***** PROVIDED MATERIAL *****

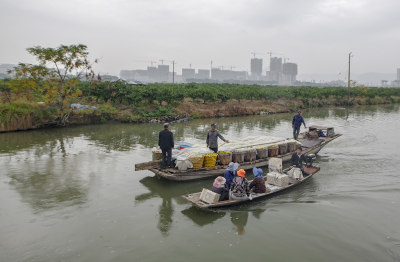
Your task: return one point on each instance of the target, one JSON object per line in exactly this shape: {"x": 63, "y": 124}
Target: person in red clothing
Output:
{"x": 258, "y": 184}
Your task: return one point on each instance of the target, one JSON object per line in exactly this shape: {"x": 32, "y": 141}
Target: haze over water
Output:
{"x": 71, "y": 194}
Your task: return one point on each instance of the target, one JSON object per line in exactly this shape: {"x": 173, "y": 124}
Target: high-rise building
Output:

*****

__DIRECTION__:
Reproduce all of the records above word for word, leaving out the pictures.

__ANSWER TO THIS PROBLEM__:
Your task: return one point on each instance of the target, one JSON object per line in exactly this shape: {"x": 63, "y": 124}
Target: person in red clothing
Output:
{"x": 258, "y": 184}
Your task: return one point on each instance of the target, one JSON object per line in exactly this shape: {"x": 32, "y": 141}
Target: haze over water
Output:
{"x": 71, "y": 194}
Your task: return one point on each instance of the target, one JSON object per line in exactly this shape: {"x": 173, "y": 124}
Target: high-rise building
Output:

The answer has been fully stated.